[Point-per-instance localization data]
____

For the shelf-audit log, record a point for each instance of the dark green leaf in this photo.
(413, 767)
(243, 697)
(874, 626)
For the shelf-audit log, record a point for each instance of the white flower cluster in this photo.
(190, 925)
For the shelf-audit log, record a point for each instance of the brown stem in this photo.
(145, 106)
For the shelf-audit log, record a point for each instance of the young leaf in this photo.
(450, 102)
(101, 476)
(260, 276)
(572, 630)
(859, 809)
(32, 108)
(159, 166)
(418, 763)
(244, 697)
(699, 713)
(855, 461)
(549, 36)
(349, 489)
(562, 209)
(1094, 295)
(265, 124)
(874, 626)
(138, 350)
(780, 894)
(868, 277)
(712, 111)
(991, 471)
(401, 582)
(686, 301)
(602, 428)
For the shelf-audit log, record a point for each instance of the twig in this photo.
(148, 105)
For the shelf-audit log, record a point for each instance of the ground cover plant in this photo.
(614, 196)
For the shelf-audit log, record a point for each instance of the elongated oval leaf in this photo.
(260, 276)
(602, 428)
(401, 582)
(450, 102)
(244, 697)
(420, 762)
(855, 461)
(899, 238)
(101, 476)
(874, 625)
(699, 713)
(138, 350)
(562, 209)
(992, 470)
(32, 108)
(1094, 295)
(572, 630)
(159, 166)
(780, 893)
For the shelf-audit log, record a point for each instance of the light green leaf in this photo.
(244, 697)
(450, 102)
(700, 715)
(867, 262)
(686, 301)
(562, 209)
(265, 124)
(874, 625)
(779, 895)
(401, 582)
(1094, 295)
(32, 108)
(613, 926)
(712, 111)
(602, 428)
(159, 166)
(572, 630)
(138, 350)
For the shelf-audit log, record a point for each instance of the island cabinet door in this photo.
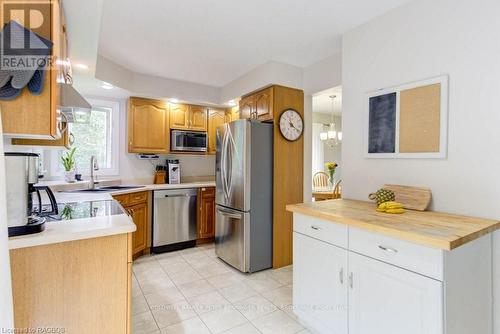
(320, 285)
(385, 299)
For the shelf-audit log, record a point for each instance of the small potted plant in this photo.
(68, 161)
(331, 166)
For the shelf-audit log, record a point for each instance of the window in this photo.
(99, 138)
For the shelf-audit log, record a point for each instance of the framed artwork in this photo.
(408, 121)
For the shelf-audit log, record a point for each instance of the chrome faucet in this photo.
(93, 167)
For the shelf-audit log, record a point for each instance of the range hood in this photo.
(72, 105)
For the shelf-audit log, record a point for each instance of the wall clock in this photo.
(291, 124)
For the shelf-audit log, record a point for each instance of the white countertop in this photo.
(70, 230)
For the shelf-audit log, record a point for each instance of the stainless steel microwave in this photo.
(188, 141)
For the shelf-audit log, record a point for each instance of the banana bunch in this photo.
(391, 207)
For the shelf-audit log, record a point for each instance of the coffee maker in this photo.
(23, 217)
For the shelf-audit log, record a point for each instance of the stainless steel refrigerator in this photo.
(244, 195)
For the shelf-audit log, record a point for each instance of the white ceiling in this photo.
(322, 102)
(213, 42)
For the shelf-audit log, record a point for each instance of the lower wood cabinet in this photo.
(81, 286)
(137, 206)
(206, 214)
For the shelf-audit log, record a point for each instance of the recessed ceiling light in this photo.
(81, 66)
(106, 85)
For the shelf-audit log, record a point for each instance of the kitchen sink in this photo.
(104, 189)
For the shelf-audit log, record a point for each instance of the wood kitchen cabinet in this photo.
(216, 118)
(137, 206)
(247, 106)
(179, 116)
(206, 214)
(148, 126)
(36, 116)
(259, 105)
(188, 117)
(198, 118)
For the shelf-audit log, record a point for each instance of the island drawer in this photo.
(332, 233)
(420, 259)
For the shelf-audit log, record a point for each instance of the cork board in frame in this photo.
(421, 112)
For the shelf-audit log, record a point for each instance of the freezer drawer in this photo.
(232, 237)
(174, 216)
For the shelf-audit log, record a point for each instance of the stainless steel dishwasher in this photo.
(174, 219)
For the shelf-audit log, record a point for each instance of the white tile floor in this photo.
(193, 292)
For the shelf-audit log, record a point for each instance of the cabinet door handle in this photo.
(387, 249)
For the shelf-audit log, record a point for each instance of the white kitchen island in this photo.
(358, 271)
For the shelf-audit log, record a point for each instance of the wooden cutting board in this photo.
(413, 198)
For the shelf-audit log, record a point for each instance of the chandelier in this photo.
(330, 136)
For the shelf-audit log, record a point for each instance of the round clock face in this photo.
(291, 125)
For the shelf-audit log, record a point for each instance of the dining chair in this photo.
(320, 180)
(337, 190)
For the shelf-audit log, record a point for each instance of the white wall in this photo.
(423, 39)
(324, 74)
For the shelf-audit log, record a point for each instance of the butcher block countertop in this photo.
(428, 228)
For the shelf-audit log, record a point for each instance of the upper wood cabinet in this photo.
(206, 213)
(188, 117)
(216, 117)
(36, 116)
(148, 126)
(259, 105)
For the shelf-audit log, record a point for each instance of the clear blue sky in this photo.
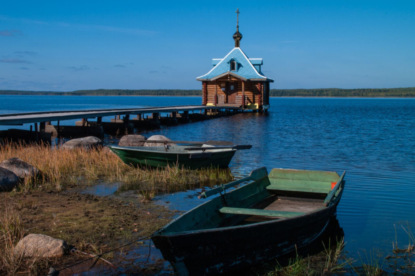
(70, 45)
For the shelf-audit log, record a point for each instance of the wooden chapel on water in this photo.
(236, 80)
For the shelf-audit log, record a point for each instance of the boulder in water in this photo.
(133, 140)
(19, 167)
(39, 245)
(148, 143)
(90, 142)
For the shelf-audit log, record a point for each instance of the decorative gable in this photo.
(237, 64)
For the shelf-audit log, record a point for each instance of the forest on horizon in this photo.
(321, 92)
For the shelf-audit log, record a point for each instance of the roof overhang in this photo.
(229, 73)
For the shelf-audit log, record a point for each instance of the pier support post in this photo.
(42, 126)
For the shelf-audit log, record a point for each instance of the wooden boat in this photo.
(192, 155)
(266, 217)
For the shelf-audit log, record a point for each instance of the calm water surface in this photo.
(372, 139)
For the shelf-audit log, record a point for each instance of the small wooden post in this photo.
(216, 94)
(42, 126)
(243, 95)
(204, 93)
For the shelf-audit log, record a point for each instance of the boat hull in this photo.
(159, 158)
(256, 222)
(227, 249)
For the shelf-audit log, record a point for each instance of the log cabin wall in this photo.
(253, 92)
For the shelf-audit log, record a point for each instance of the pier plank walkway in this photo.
(39, 117)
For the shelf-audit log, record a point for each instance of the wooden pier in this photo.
(123, 121)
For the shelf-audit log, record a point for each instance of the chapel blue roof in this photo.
(246, 68)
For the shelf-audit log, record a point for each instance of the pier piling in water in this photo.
(121, 124)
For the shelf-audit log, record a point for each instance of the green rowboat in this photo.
(191, 157)
(266, 217)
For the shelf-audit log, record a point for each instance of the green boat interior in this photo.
(280, 195)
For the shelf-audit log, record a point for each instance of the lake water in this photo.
(372, 139)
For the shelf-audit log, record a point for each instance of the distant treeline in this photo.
(323, 92)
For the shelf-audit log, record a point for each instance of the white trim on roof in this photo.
(243, 54)
(261, 76)
(217, 64)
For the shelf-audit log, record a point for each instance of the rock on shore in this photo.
(39, 245)
(8, 180)
(133, 140)
(19, 167)
(90, 142)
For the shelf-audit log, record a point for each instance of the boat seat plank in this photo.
(322, 187)
(258, 212)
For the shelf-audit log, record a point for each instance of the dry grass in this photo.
(67, 168)
(11, 231)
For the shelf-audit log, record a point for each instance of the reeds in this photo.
(11, 231)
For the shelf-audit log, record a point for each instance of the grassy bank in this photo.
(53, 204)
(62, 168)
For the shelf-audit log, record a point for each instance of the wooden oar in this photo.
(236, 147)
(213, 143)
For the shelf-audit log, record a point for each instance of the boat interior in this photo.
(281, 194)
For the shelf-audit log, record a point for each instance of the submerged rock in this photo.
(133, 140)
(157, 138)
(8, 180)
(90, 142)
(39, 245)
(19, 167)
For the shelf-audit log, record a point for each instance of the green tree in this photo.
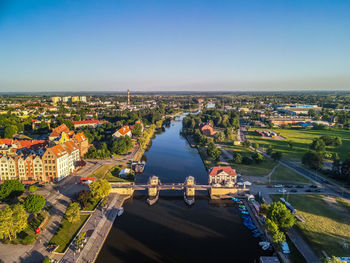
(10, 189)
(100, 188)
(73, 212)
(257, 157)
(281, 215)
(313, 160)
(318, 145)
(84, 197)
(237, 158)
(34, 203)
(19, 219)
(277, 235)
(137, 129)
(10, 131)
(276, 156)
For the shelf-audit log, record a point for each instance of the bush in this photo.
(32, 188)
(34, 203)
(246, 160)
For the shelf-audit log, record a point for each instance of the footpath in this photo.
(97, 228)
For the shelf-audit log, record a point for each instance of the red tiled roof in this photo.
(124, 130)
(218, 169)
(89, 122)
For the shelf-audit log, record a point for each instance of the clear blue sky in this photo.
(213, 45)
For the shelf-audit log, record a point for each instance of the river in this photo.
(170, 231)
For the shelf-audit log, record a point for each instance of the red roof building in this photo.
(223, 175)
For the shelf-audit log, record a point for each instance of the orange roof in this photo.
(81, 137)
(218, 169)
(124, 130)
(57, 131)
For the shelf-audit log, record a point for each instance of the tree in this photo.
(281, 216)
(313, 160)
(10, 189)
(333, 259)
(34, 203)
(237, 158)
(246, 144)
(19, 219)
(276, 156)
(12, 221)
(318, 145)
(100, 188)
(10, 131)
(84, 197)
(277, 235)
(345, 169)
(73, 212)
(257, 157)
(269, 150)
(137, 130)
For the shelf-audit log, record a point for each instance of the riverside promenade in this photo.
(97, 229)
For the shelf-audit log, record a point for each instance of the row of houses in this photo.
(42, 160)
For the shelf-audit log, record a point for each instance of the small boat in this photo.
(188, 200)
(120, 211)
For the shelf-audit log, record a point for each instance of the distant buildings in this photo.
(123, 131)
(88, 123)
(42, 160)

____

### Task
Set down the line that contains "houses in this photo." exactly. Do the same for each later line of the data, through the end, and add nothing.

### Task answer
For the shelf-audit log, record a point for each instance of the row of houses in this photo.
(42, 160)
For the shelf-audit log, record a point for each instance of the small boat in this photo.
(188, 200)
(120, 211)
For the shelf-audit log, record a point for each instance of the distant buildings in this photo.
(123, 131)
(88, 123)
(42, 160)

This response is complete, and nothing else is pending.